>> Begin
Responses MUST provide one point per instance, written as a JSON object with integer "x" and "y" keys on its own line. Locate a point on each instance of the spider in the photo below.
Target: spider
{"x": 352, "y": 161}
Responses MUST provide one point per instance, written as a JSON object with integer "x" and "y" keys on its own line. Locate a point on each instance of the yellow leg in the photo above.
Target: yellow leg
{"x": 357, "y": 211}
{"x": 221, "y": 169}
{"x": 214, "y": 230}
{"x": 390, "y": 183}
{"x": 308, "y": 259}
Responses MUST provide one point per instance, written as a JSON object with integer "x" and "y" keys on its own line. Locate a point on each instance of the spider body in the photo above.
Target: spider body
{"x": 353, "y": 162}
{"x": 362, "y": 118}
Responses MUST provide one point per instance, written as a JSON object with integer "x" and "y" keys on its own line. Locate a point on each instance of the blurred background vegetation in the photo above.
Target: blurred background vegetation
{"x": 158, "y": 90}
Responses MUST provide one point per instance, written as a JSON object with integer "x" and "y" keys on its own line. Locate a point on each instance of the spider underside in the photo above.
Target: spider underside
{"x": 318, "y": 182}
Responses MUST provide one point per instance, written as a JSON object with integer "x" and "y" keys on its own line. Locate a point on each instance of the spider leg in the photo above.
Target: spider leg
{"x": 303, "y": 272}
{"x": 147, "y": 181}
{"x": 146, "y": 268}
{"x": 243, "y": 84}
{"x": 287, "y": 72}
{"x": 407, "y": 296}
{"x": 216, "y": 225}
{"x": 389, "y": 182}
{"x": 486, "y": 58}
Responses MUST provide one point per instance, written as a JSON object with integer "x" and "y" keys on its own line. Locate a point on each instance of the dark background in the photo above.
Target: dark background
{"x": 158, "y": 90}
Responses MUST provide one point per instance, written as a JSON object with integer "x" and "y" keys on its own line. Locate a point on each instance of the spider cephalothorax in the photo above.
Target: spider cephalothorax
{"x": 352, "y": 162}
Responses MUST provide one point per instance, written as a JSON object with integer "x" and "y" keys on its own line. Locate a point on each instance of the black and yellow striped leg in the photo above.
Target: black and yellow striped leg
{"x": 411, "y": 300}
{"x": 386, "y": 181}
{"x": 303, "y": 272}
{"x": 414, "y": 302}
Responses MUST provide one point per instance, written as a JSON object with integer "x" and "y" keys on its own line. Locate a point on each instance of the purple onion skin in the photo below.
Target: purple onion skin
>> End
>> Begin
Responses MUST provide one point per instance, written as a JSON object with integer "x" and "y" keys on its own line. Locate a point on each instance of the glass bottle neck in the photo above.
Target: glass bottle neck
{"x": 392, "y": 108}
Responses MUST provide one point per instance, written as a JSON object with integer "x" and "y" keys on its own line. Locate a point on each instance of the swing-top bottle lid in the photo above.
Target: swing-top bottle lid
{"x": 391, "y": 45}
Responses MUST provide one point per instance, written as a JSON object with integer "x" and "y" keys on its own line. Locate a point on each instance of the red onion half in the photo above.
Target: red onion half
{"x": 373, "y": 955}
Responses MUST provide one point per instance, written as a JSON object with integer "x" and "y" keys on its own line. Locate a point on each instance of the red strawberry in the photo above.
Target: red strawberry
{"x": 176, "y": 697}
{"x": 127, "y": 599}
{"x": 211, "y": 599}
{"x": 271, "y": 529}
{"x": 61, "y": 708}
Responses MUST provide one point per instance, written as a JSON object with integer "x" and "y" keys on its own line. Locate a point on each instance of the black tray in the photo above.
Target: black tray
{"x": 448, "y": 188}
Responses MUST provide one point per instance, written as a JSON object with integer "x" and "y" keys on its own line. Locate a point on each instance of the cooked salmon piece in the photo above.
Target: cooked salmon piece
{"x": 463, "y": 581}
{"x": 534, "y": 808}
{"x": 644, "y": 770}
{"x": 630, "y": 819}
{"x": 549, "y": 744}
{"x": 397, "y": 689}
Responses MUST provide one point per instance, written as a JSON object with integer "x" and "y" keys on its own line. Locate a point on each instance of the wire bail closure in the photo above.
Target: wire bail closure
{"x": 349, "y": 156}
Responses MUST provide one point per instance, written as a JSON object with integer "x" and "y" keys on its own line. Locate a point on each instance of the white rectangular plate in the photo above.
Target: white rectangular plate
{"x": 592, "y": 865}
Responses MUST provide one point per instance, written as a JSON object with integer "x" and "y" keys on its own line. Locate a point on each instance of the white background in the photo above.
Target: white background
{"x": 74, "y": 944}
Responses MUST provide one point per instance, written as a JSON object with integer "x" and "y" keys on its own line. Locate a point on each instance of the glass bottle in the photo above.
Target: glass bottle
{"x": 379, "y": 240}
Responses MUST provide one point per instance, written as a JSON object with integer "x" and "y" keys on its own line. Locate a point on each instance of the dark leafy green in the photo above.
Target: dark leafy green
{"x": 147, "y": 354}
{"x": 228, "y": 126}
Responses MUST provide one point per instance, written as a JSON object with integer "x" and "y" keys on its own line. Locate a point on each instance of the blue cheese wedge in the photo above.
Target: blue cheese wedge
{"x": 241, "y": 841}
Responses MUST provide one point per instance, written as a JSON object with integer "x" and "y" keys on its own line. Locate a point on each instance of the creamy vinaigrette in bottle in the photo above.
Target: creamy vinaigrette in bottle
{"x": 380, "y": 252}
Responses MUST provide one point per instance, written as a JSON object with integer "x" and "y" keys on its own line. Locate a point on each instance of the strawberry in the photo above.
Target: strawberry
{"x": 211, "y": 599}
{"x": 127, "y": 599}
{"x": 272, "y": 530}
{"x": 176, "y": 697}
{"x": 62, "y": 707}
>> End
Given exercise => Swap "Target" for "Label" in the records between the line holding "underside in the photo above." and the line holding "Target: purple onion skin", inclusive, and write out only those lines again with nothing else changed.

Task solution =>
Responses MUST provide one point per instance, written as a JSON object with integer "x" and "y" keys on its own line. Locate a point on each instance of the spider underside in the photo above.
Label: spider underside
{"x": 318, "y": 182}
Responses MUST provide one point per instance, written as a JSON object with integer "x" and "y" keys on its own line. Locate a point on each instance of the spider leg in the photo above.
Label: spider leg
{"x": 303, "y": 272}
{"x": 147, "y": 181}
{"x": 146, "y": 268}
{"x": 243, "y": 84}
{"x": 287, "y": 72}
{"x": 407, "y": 296}
{"x": 216, "y": 225}
{"x": 389, "y": 182}
{"x": 486, "y": 58}
Responses MUST provide one point per instance, written as a JSON object with integer "x" and "y" keys on its own line. Locate a point on each instance of the dark background in the photo above.
Label: dark background
{"x": 158, "y": 90}
Responses MUST provide one point per instance, written as a JSON object with integer "x" and "y" keys on its own line. Locate a point on each instance of the spider cephalothorax in the photo above.
Label: spider cephalothorax
{"x": 352, "y": 162}
Responses MUST provide one point per instance, written as a JSON object with integer "x" and "y" keys on its own line. Locate a point on each instance of the black and yellow striped leg in the photo above.
Label: black and yellow striped leg
{"x": 411, "y": 300}
{"x": 386, "y": 181}
{"x": 303, "y": 272}
{"x": 414, "y": 302}
Responses MUST provide one point per instance, written as a JSON object with integer "x" and "y" keys on its own line. Locate a point on each instance of the purple onion skin in the photo below.
Label: purple onion skin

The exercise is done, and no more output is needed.